──────── DOCUMENT ────────

Délai de prescription d’une action en requalification de contrats de mission

Patricia VIANE CAUVAIN
Patricia VIANE CAUVAIN - Avocat

Source : Cour de Cassation Sociale 30 juin 2021 n° 19-16655.

 

Par 5 arrêts publiés au Bulletin en date du 30 juin 2021, la Chambre Sociale de la Cour de Cassation Rappelle  que la durée de la prescription des actions dépend de la nature de la créance.

 

La Cour de Cassation s’est ainsi prononcée sur les délais de prescription à retenir lorsque la demande est fondée sur l’ invalidité d’une convention de forfait jours, sur la requalification d’un contrat de travail à temps partiel en un contrat de travail à temps complet, sur l’inégalité de traitement, une demande de gratification liée à une médaille du travail.

 

Dans l’espèce visée ci-dessus, un salarié travailleur intérimaire a été mis à disposition d’une entreprise utilisatrice moyennant 93 contrats de mission en un peu moins de 4 ans.

 

Le salarié saisit la juridiction prud’homale aux fins de solliciter la requalification de ses contrats de mission en contrat à durée indéterminée.

 

Il soutient que les contrats successifs ont eu en réalité pour objet de pallier l’activité normale et permanente de l’entreprise utilisatrice, entreprise de logistique.

 

Le salarié obtient gain de cause, l’entreprise utilisatrice est condamnée notamment à verser des sommes au titre de l’indemnité de requalification, l’indemnité légale de licenciement, des dommages et intérêts pour licenciement sans cause réelle et sérieuse.

──────── EXTRAIT DE DONNÉES ────────

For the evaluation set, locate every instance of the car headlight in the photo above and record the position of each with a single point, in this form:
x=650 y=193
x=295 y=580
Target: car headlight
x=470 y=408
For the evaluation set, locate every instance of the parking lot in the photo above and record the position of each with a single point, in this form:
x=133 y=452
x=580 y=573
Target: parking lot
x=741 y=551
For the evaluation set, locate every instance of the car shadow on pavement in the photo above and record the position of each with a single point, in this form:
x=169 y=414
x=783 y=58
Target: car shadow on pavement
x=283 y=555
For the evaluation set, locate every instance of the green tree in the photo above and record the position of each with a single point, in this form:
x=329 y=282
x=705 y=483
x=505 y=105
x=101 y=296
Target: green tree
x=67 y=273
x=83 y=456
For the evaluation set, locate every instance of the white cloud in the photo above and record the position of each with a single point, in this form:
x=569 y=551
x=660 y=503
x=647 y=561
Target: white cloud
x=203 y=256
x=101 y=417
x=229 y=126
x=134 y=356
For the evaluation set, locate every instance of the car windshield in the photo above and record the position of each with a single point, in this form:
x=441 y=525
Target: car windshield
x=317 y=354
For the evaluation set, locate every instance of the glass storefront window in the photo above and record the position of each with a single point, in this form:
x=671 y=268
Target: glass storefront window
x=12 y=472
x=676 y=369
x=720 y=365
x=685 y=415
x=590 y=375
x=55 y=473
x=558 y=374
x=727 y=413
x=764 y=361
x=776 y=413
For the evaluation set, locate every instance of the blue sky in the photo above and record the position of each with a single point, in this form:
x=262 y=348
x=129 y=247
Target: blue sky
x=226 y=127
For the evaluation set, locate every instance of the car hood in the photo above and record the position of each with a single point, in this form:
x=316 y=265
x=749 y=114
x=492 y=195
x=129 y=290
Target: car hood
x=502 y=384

────────

OBJECTIF VISÉ: Selon le document, au moyen de combien de contrats de mission le travailleur intérimaire a-t-il été mis à disposition de l’entreprise utilisatrice, et sur quelle période ?

RÉPONSE ATTENDUE: 93 contrats de mission, en un peu moins de 4 ans.